What needs to be done:
The answer must be a word-for-word copy of the records below, with every picture left out.

Start of Records supplied

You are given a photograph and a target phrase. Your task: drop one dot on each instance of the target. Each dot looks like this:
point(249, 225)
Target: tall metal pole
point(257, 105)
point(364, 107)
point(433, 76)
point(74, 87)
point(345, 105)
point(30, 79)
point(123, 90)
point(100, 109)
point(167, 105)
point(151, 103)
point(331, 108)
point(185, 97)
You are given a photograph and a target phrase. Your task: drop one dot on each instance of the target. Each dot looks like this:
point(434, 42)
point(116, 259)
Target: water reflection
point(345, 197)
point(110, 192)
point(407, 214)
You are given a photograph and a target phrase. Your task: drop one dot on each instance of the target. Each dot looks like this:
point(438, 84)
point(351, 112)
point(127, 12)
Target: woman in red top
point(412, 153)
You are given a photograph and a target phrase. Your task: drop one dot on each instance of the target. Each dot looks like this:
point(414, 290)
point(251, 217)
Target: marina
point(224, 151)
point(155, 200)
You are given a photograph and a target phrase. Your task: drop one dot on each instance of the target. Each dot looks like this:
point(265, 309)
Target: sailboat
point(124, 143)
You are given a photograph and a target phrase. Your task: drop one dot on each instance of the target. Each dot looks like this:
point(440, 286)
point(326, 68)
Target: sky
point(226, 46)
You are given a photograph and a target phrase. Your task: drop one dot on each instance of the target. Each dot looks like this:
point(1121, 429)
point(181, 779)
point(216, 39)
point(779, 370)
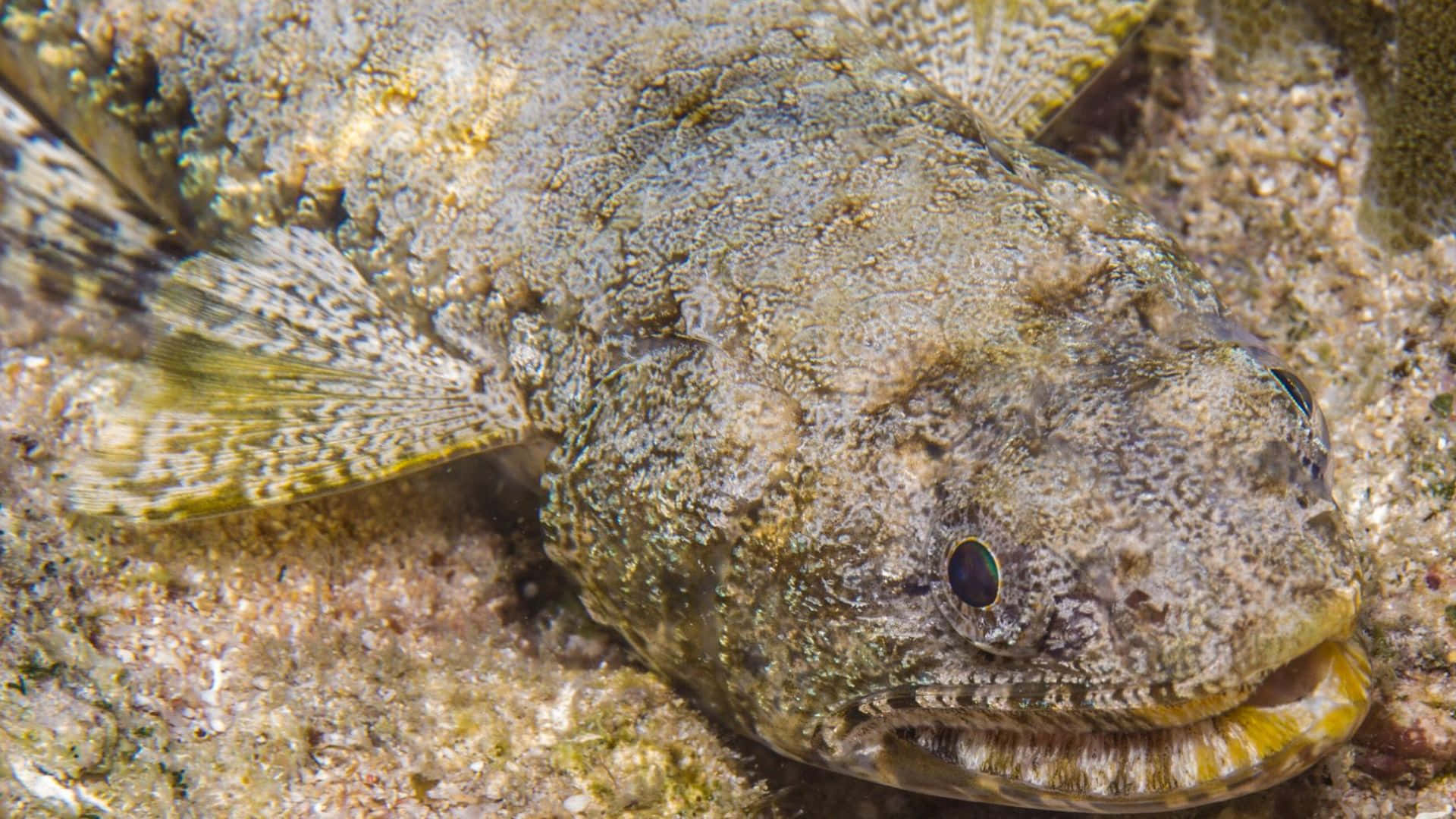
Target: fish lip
point(1296, 714)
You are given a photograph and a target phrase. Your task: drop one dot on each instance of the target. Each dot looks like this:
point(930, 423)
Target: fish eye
point(973, 573)
point(1294, 390)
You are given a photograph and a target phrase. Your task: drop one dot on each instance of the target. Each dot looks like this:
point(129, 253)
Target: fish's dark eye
point(1296, 390)
point(973, 573)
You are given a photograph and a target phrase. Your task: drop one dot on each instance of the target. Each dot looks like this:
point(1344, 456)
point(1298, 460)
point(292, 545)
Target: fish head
point(1111, 575)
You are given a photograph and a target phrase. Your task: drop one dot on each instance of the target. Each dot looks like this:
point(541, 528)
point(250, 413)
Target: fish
point(908, 447)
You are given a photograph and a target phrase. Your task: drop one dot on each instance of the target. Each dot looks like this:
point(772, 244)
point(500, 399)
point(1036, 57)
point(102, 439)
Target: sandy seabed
point(406, 649)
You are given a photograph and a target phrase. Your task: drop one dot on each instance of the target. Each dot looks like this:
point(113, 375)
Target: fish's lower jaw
point(1301, 713)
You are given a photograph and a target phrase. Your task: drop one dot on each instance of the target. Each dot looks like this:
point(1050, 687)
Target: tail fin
point(67, 234)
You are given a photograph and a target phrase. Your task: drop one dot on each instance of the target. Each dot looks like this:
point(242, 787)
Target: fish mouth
point(1141, 758)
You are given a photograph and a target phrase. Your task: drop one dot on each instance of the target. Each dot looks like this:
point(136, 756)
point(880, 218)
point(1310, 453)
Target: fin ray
point(66, 232)
point(281, 375)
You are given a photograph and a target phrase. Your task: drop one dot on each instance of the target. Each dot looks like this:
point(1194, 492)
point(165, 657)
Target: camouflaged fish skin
point(797, 325)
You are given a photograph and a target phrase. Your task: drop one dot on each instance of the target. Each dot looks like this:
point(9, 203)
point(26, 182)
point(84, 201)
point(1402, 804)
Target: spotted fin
point(1015, 61)
point(66, 231)
point(281, 375)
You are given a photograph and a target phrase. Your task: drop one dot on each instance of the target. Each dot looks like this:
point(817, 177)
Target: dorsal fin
point(281, 375)
point(1015, 61)
point(66, 232)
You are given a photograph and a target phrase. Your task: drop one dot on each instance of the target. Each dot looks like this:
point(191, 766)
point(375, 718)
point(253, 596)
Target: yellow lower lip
point(1301, 713)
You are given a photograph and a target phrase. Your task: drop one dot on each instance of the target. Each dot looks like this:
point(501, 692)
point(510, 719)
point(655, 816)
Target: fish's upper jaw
point(1068, 761)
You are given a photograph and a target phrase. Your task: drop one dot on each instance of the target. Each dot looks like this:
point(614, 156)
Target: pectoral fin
point(281, 375)
point(1015, 61)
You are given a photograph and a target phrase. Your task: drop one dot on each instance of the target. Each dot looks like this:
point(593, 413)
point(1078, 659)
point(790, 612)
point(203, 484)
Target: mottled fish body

End of Records supplied

Response area:
You are given a photograph and a target phrase. Your task: drop one dot on each instance of the target. Each dot looks like this:
point(249, 225)
Target: tall metal pole
point(257, 105)
point(364, 107)
point(433, 76)
point(74, 87)
point(345, 105)
point(30, 79)
point(123, 90)
point(100, 109)
point(167, 105)
point(151, 103)
point(331, 108)
point(185, 97)
You are given a photograph and a target phrase. Your task: drop one dot on each instance of the target. Each dot looks like this:
point(434, 42)
point(116, 259)
Target: water reflection
point(345, 197)
point(110, 192)
point(407, 214)
You are given a photograph and a target phrase. Your task: drop one dot on each instance of the target. Each dot looks like this:
point(438, 84)
point(351, 112)
point(127, 12)
Target: woman in red top
point(412, 153)
You are given a photograph and a target phrase. Your task: drop one dot on each instance of the target. Each dot looks like this:
point(414, 290)
point(251, 217)
Target: marina
point(224, 151)
point(155, 200)
You are given a photograph and a target phrase. Your task: drop one dot on each instance of the target. Each dot looks like this:
point(265, 309)
Target: sailboat
point(124, 143)
You are given a photograph and a target phrase. Your task: drop one dot on each instance of the target. Each dot looks like this:
point(440, 286)
point(326, 68)
Target: sky
point(226, 46)
You are given a photograph and a target phrase. Your task: drop one dot on each instance of the target. Each dot looks like this:
point(1121, 429)
point(181, 779)
point(216, 39)
point(779, 370)
Target: fish lip
point(1296, 714)
You are given a photograph and a target phrase. Your task: drop one dot on each instance of the target. Each dot looks like this:
point(930, 423)
Target: fish eye
point(973, 573)
point(1294, 390)
You are given a photograph and a target phrase. Your task: drop one dot on each instance of the target. Each dot looks like this:
point(129, 253)
Target: fish's dark eye
point(1296, 390)
point(973, 573)
You are given a photograph and a target phrase. Your task: drop one dot on each instance of the target. Each dot looks like this:
point(1344, 456)
point(1298, 460)
point(292, 545)
Target: fish head
point(1111, 575)
You are given a photograph and a target phrase. Your task: drop one dot on each instance of the target. Each dot looks like this:
point(541, 528)
point(250, 413)
Target: fish
point(908, 447)
You are given a photograph and a target phrase. Your task: drop one dot on each instance of the target. Each dot looks like this:
point(772, 244)
point(500, 399)
point(1036, 57)
point(102, 439)
Target: sandy seabed
point(406, 649)
You are given a photograph and a target phrase. Your task: drop one dot on each instance of the target. Each dot looks like this:
point(113, 375)
Target: fish's lower jaw
point(1301, 713)
You are given a photograph and a target phrase. Your task: drop one dot on each instance of the target. Each dot looks like this:
point(1050, 687)
Target: tail fin
point(67, 234)
You are given a photograph and a target phrase. Your task: drop one dot on each instance of the target. Each dot looks like this:
point(242, 787)
Target: fish mouth
point(1141, 758)
You are given a photograph and a target phrase. Your task: drop one dot on each instance of the target. Each dot looks like this:
point(136, 756)
point(880, 218)
point(1310, 453)
Target: fin ray
point(66, 232)
point(281, 375)
You are given a photograph and a target phrase. Your task: drop one dot on each instance of the target. Each dot looks like this:
point(1194, 492)
point(165, 657)
Target: camouflaged fish skin
point(797, 325)
You are given a photograph and a target phrase. Your task: drop one dot on each instance of the target. Each dot looks like this:
point(9, 203)
point(26, 182)
point(84, 201)
point(1402, 804)
Target: spotted fin
point(1015, 61)
point(66, 231)
point(281, 375)
You are given a photograph and a target phrase. Your task: drop one dot on each instance of the target. Each dot looks like this:
point(817, 177)
Target: dorsal fin
point(281, 375)
point(1015, 61)
point(66, 232)
You are given a photograph and a target phrase. Your task: drop one dot on each instance of the target. Each dot looks like this:
point(191, 766)
point(375, 718)
point(253, 596)
Target: yellow lower lip
point(1301, 713)
You are given a photograph and a target phrase. Your task: drop one dot on each instance of the target. Each dot looks like this:
point(501, 692)
point(510, 719)
point(655, 816)
Target: fish's upper jaw
point(1068, 761)
You are given a photograph and a target phrase. Your task: drop one dot on each instance of the target. Each dot looks like this:
point(614, 156)
Target: pectoral fin
point(281, 375)
point(1015, 61)
You are given a photograph and a target phrase. Your task: drop one dot on each instance of the target. Each dot looks like this:
point(593, 413)
point(1078, 659)
point(790, 612)
point(203, 484)
Target: mottled fish body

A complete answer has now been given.